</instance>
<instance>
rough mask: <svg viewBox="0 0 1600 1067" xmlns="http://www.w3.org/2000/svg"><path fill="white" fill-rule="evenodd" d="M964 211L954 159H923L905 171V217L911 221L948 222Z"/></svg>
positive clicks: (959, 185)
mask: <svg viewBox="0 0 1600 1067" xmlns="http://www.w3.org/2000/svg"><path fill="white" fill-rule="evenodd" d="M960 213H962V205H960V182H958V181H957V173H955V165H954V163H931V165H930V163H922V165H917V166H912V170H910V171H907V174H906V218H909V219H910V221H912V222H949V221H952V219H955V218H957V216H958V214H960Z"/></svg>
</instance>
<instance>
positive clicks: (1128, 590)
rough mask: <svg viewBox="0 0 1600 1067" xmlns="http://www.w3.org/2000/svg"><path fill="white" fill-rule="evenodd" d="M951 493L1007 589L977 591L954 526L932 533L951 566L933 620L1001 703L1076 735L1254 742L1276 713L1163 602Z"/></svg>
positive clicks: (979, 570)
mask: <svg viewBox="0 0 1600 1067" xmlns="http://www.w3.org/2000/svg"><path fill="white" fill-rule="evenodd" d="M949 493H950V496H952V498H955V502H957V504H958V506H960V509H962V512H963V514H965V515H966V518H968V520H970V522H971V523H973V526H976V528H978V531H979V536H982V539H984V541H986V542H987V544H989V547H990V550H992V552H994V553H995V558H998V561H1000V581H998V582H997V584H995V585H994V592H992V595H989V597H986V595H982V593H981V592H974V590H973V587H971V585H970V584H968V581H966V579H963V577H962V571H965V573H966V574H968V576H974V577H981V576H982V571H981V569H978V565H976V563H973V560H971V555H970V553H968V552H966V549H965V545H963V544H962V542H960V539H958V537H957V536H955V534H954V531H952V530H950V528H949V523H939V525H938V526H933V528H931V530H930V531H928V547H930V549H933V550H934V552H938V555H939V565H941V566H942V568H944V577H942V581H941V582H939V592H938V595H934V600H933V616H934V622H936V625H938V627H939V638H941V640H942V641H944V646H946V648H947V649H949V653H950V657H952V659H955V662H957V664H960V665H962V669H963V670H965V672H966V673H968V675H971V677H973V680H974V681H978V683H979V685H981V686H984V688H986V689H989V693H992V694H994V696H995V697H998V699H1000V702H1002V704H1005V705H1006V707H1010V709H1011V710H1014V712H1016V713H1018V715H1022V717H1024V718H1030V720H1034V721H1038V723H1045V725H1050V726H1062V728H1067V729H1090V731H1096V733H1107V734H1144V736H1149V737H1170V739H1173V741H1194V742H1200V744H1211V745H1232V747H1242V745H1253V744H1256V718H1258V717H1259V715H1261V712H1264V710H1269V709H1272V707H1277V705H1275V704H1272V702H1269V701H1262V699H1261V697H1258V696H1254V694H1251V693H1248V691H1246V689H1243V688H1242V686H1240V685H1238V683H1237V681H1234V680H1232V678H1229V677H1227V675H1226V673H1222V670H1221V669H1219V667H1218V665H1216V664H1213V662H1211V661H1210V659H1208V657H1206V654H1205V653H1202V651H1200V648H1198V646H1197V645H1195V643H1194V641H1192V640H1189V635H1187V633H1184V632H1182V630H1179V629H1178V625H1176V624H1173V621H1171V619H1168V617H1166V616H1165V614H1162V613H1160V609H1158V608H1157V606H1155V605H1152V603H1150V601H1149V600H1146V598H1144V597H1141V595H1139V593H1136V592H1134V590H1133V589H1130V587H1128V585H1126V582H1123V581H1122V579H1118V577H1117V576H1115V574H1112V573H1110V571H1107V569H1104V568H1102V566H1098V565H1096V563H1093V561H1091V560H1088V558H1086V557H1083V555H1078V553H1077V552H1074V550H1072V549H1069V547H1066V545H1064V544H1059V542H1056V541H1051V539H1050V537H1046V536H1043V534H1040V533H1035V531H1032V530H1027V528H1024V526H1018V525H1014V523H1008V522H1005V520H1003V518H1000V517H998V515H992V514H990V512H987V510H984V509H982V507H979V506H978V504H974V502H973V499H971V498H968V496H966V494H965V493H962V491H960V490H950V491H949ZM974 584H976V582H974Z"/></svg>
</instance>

THE TASK:
From the beginning of the data through the line containing "positive clicks: (959, 185)", rename "rough mask" to "coarse mask" and leave everything else unchanged.

RESULT FOR THIS TASK:
</instance>
<instance>
coarse mask: <svg viewBox="0 0 1600 1067" xmlns="http://www.w3.org/2000/svg"><path fill="white" fill-rule="evenodd" d="M964 211L954 159H923L905 171V217L911 221L948 222Z"/></svg>
positive clicks: (959, 185)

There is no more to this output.